— start of PROVIDED RECORDS —

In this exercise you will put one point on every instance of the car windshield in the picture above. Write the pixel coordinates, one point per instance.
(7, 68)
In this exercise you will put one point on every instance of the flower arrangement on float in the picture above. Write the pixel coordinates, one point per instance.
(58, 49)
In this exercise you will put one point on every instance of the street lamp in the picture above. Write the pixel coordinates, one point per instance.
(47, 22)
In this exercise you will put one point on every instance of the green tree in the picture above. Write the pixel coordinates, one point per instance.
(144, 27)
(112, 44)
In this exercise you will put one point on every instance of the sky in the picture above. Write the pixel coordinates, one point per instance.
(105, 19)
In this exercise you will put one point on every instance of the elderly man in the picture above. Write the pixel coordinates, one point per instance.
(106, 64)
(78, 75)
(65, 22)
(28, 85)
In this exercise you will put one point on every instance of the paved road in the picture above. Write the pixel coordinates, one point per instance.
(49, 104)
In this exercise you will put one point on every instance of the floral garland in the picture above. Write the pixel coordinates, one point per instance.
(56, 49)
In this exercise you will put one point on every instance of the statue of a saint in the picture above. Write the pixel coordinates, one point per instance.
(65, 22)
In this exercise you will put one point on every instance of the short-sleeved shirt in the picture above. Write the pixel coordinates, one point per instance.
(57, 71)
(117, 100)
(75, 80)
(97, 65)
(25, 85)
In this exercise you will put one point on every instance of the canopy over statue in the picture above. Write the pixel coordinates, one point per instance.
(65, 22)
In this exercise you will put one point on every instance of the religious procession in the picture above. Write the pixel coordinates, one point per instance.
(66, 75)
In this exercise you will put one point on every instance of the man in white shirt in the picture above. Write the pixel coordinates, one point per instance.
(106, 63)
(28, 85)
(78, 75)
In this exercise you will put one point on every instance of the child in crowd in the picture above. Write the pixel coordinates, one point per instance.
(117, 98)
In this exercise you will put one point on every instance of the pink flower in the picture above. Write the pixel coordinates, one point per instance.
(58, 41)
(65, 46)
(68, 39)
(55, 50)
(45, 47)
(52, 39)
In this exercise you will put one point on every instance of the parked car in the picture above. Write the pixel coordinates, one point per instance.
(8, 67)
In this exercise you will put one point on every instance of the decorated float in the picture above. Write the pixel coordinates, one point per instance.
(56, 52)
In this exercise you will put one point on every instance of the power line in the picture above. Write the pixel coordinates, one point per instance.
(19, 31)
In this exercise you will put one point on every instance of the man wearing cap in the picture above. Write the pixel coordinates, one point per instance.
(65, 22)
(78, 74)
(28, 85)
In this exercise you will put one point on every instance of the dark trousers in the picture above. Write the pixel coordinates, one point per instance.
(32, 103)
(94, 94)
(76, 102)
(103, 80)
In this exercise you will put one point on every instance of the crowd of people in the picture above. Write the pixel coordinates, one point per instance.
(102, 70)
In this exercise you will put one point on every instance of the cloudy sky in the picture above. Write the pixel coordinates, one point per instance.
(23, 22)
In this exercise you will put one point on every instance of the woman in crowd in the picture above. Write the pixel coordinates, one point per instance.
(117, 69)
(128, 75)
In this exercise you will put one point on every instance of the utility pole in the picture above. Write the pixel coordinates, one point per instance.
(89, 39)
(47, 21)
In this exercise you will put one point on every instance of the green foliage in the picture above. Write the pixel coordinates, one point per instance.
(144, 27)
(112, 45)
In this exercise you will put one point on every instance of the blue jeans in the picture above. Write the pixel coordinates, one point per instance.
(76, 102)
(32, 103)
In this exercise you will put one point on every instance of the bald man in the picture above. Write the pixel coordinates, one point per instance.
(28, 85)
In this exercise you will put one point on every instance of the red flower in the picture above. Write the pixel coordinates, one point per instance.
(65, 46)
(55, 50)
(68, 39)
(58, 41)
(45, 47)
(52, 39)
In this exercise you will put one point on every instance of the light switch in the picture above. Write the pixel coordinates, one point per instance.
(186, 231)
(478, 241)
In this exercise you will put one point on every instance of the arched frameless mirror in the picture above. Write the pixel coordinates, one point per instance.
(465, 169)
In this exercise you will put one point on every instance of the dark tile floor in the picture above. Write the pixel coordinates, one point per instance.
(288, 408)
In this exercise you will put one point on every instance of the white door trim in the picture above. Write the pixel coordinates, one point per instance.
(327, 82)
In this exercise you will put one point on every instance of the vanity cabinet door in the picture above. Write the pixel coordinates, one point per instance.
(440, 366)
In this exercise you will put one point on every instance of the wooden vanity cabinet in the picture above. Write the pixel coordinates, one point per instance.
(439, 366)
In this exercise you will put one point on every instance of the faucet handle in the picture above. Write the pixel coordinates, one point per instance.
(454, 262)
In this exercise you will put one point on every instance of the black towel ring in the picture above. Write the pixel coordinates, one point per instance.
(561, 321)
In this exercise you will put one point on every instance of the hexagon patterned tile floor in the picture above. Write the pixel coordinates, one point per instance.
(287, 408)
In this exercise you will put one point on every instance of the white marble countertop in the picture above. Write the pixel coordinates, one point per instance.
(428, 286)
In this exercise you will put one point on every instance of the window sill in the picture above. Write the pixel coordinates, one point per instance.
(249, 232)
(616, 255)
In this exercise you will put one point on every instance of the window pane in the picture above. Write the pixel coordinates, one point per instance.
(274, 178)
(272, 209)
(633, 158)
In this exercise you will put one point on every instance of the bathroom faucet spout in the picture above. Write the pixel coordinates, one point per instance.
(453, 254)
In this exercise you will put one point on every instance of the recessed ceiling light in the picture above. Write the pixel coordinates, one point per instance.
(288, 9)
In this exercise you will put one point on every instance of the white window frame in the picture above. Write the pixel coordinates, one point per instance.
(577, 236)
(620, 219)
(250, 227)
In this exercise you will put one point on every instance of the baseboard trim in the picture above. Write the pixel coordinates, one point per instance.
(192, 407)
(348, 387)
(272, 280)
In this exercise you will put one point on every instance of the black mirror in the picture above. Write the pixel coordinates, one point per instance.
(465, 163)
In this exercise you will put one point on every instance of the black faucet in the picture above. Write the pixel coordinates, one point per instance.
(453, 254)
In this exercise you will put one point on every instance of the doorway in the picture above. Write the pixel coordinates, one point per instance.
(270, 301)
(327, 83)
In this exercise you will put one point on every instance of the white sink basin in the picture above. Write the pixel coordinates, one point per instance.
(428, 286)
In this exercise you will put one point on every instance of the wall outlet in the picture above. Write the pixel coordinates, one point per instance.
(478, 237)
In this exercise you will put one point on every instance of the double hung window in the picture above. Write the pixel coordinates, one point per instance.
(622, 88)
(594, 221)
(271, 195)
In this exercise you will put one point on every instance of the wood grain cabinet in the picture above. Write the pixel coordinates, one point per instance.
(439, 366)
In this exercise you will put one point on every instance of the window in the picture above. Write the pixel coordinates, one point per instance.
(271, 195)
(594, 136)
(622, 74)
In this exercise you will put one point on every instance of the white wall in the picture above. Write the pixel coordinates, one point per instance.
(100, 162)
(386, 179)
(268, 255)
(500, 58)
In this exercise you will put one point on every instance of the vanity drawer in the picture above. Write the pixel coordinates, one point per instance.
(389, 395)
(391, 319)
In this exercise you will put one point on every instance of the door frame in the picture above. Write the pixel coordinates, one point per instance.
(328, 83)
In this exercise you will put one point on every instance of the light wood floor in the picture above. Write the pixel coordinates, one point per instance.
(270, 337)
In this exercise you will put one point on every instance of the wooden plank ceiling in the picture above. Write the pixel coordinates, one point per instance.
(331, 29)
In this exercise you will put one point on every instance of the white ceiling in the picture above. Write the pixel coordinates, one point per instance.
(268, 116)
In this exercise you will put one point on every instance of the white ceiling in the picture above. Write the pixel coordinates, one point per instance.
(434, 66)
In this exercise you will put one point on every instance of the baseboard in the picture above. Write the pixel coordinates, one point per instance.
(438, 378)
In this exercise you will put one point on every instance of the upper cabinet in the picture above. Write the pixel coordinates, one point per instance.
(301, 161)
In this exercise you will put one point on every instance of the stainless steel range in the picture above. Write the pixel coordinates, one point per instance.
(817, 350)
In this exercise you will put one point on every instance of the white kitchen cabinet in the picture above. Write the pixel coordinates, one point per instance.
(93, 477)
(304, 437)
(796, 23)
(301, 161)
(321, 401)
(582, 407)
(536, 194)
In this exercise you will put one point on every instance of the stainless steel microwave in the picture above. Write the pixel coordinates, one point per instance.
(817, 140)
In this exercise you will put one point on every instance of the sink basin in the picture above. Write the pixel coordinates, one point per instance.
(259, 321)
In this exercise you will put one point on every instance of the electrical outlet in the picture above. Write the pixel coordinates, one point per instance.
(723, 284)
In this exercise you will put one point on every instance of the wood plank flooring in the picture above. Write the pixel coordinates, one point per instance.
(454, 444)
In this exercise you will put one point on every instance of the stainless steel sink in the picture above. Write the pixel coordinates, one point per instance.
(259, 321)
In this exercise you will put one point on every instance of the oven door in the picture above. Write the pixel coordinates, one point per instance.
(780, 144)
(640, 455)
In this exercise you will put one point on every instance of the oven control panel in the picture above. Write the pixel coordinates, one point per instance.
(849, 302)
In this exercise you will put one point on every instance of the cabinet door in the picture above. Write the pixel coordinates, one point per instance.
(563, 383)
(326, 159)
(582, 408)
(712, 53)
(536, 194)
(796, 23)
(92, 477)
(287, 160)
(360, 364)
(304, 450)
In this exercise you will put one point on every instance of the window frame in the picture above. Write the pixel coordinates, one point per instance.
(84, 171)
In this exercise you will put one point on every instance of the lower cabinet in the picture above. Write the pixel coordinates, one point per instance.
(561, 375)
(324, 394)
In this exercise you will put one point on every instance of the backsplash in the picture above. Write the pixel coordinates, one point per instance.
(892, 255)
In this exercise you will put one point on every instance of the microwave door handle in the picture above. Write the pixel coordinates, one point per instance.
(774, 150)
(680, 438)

— end of PROVIDED RECORDS —

#### [TO DO]
Quote, without alteration, the final stretch of the entries: the line with "of the sink" onward to the last line.

#### [FULL ANSWER]
In this exercise you will put one point on every instance of the sink basin in the picture above. Write the pixel coordinates, one point per instance.
(259, 321)
In this exercise you will put one point on every instance of the electrical outlet in the picture above. Write the pixel coordinates, one point per instance.
(723, 284)
In this exercise you will put one point on every instance of the wood plank flooring in the picture above. Write the pixel coordinates, one point per instance.
(454, 444)
In this exercise you will put one point on every instance of the stainless steel sink in the picture above. Write the pixel coordinates, one point per instance.
(259, 321)
In this exercise you will put one point on every instance of the oven door in the picture above. Write the pixel coordinates, one point per instance.
(780, 144)
(640, 455)
In this exercise you will put one point on every instance of the oven control panel in the picture above. Write the pixel coordinates, one point per instance.
(849, 302)
In this exercise you will put one point on every instance of the cabinet door in the picture above. Write the pixel coordinates, one point per instance.
(563, 383)
(326, 159)
(582, 408)
(712, 53)
(536, 194)
(796, 23)
(92, 477)
(287, 160)
(360, 364)
(304, 450)
In this exercise you will put one point on every instance of the window frame in the picture above. Write the pixel coordinates, one point per instance.
(84, 171)
In this exercise you will put one point on every instance of the lower cabinet in the picture above. Write the pixel coordinates, one point per instance.
(561, 375)
(324, 394)
In this exercise you will put one point on every instance of the backsplash in the picture above. Write the pixel coordinates, one point per instance.
(892, 255)
In this exercise you will put one point on every instance of the microwave door handle in the picture above. Write the pixel coordinates, one point per instance.
(774, 150)
(680, 438)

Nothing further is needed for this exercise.